* What the exercise asks
Copy task. Retype the whole listing exactly, omitting any picture in it.

* Input records
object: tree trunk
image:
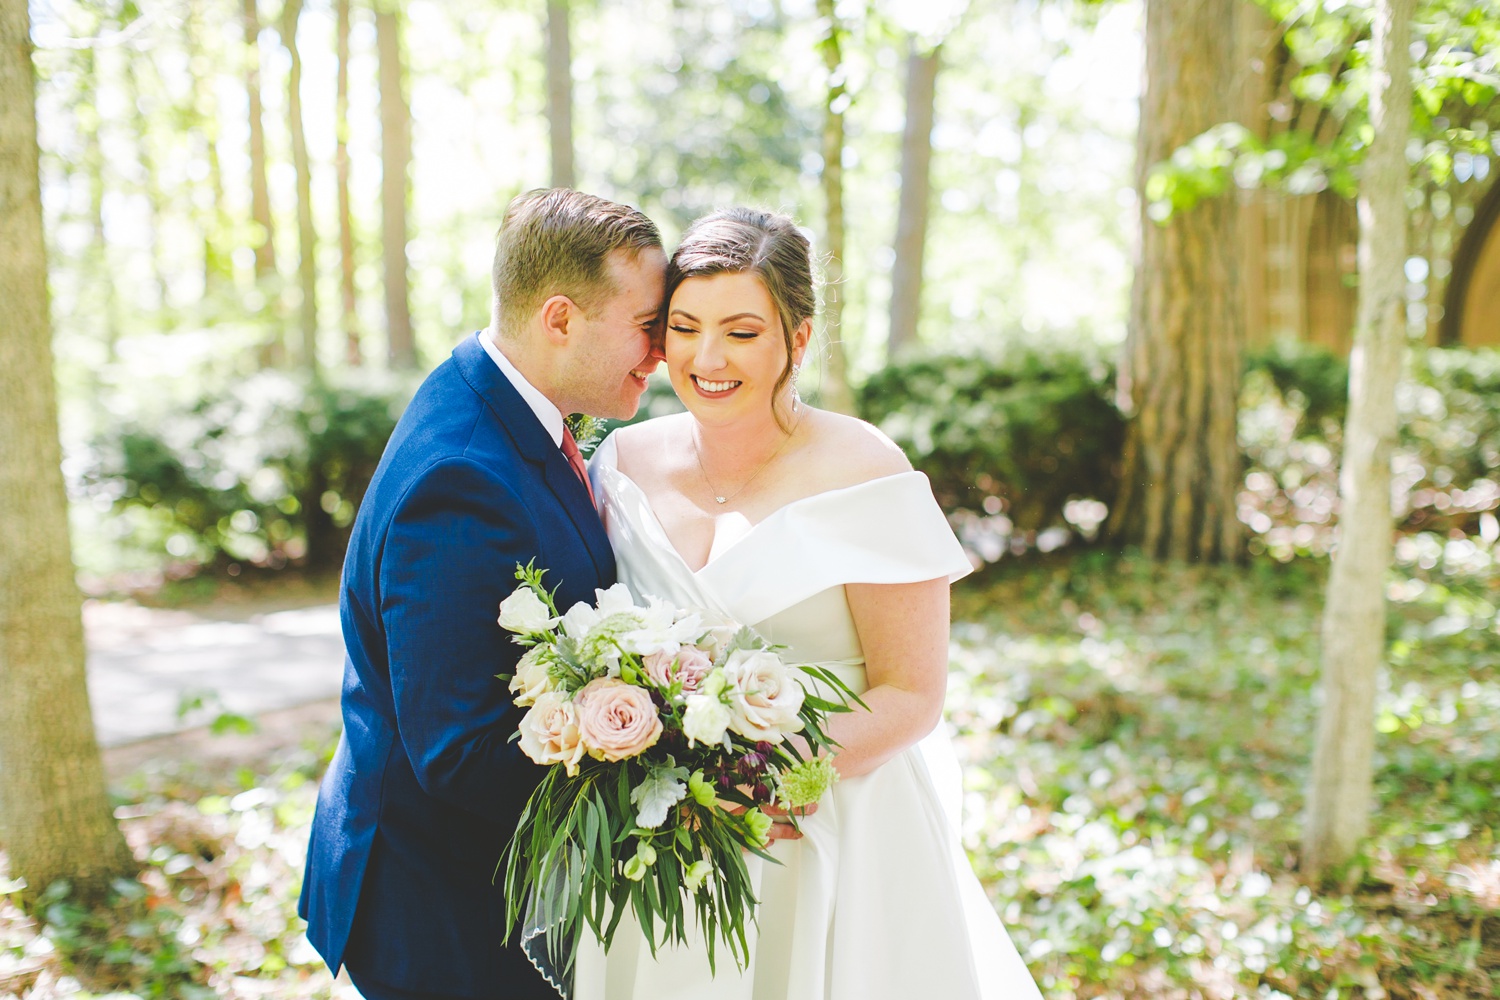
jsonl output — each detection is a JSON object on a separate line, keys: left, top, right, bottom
{"left": 377, "top": 0, "right": 415, "bottom": 370}
{"left": 887, "top": 38, "right": 940, "bottom": 359}
{"left": 1108, "top": 0, "right": 1245, "bottom": 563}
{"left": 337, "top": 0, "right": 360, "bottom": 366}
{"left": 815, "top": 0, "right": 857, "bottom": 416}
{"left": 0, "top": 0, "right": 134, "bottom": 900}
{"left": 283, "top": 0, "right": 319, "bottom": 378}
{"left": 120, "top": 51, "right": 167, "bottom": 312}
{"left": 186, "top": 0, "right": 230, "bottom": 293}
{"left": 80, "top": 37, "right": 119, "bottom": 363}
{"left": 243, "top": 0, "right": 276, "bottom": 281}
{"left": 1303, "top": 0, "right": 1413, "bottom": 877}
{"left": 545, "top": 0, "right": 575, "bottom": 189}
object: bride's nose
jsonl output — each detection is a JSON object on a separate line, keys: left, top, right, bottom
{"left": 694, "top": 336, "right": 728, "bottom": 372}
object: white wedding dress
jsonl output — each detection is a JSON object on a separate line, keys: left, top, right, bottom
{"left": 569, "top": 434, "right": 1042, "bottom": 1000}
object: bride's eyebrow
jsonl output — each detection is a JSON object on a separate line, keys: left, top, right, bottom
{"left": 668, "top": 309, "right": 700, "bottom": 322}
{"left": 718, "top": 312, "right": 765, "bottom": 325}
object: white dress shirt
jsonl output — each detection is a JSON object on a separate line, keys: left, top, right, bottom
{"left": 476, "top": 330, "right": 565, "bottom": 447}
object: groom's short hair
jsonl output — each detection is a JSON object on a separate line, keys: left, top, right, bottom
{"left": 492, "top": 189, "right": 662, "bottom": 338}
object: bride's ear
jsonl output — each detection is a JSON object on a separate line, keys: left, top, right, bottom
{"left": 792, "top": 318, "right": 813, "bottom": 367}
{"left": 539, "top": 294, "right": 577, "bottom": 345}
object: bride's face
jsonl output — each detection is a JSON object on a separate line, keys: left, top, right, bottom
{"left": 665, "top": 271, "right": 809, "bottom": 428}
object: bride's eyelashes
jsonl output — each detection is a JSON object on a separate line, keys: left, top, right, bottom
{"left": 668, "top": 324, "right": 699, "bottom": 335}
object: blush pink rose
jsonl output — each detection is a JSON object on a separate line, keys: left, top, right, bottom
{"left": 574, "top": 677, "right": 663, "bottom": 761}
{"left": 643, "top": 645, "right": 714, "bottom": 693}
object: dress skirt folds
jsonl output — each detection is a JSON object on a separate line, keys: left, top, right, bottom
{"left": 565, "top": 435, "right": 1043, "bottom": 1000}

* Answer to this exercise
object: tree trunk
image:
jsonl output — each detection is a JSON object on a separate line, keys: left, top, right, bottom
{"left": 377, "top": 0, "right": 415, "bottom": 370}
{"left": 887, "top": 38, "right": 940, "bottom": 359}
{"left": 1108, "top": 0, "right": 1245, "bottom": 563}
{"left": 337, "top": 0, "right": 360, "bottom": 366}
{"left": 815, "top": 0, "right": 857, "bottom": 416}
{"left": 0, "top": 0, "right": 134, "bottom": 900}
{"left": 283, "top": 0, "right": 319, "bottom": 378}
{"left": 120, "top": 51, "right": 167, "bottom": 312}
{"left": 186, "top": 0, "right": 230, "bottom": 293}
{"left": 80, "top": 37, "right": 119, "bottom": 363}
{"left": 243, "top": 0, "right": 276, "bottom": 281}
{"left": 1303, "top": 0, "right": 1413, "bottom": 877}
{"left": 545, "top": 0, "right": 575, "bottom": 189}
object: bride's nose
jsonl output — each detection is a JSON object on a separate line, keys: left, top, right, bottom
{"left": 694, "top": 336, "right": 728, "bottom": 372}
object: white wedding dress
jsonl output — each detection is a JSON object on a separate line, keys: left, top, right, bottom
{"left": 569, "top": 434, "right": 1042, "bottom": 1000}
object: bride's eyebrow
jsonl output — each detection is a JSON object on a separate line, keys: left, top, right, bottom
{"left": 668, "top": 309, "right": 700, "bottom": 322}
{"left": 718, "top": 312, "right": 765, "bottom": 325}
object: white dress shirt
jsonl output — each detection is a JSON object on a separate line, keys: left, top, right, bottom
{"left": 476, "top": 330, "right": 565, "bottom": 447}
object: groom's short hair
jsonl output — each detection is a JSON object on a separate line, keys: left, top, right, bottom
{"left": 492, "top": 189, "right": 662, "bottom": 338}
object: bride's ear
jsonl output — each detection is a JSON object on a separate line, keys: left, top, right, bottom
{"left": 792, "top": 318, "right": 813, "bottom": 367}
{"left": 539, "top": 294, "right": 577, "bottom": 345}
object: bride's face
jsonl output — each detection is a JSON object on a separate line, keys: left, top, right, bottom
{"left": 665, "top": 271, "right": 809, "bottom": 428}
object: bride's eyelashes
jsonl output — each detection is a JSON object on a separate line, keys: left, top, right, bottom
{"left": 668, "top": 324, "right": 699, "bottom": 335}
object: blush pink rose
jsonl output — each detection is a JSON object on a separate line, keys: left, top, right, bottom
{"left": 574, "top": 677, "right": 663, "bottom": 761}
{"left": 643, "top": 645, "right": 714, "bottom": 693}
object: dress skirt folds
jsonl output — each detection is a JSON object on a separate line, keys: left, top, right, bottom
{"left": 565, "top": 435, "right": 1043, "bottom": 1000}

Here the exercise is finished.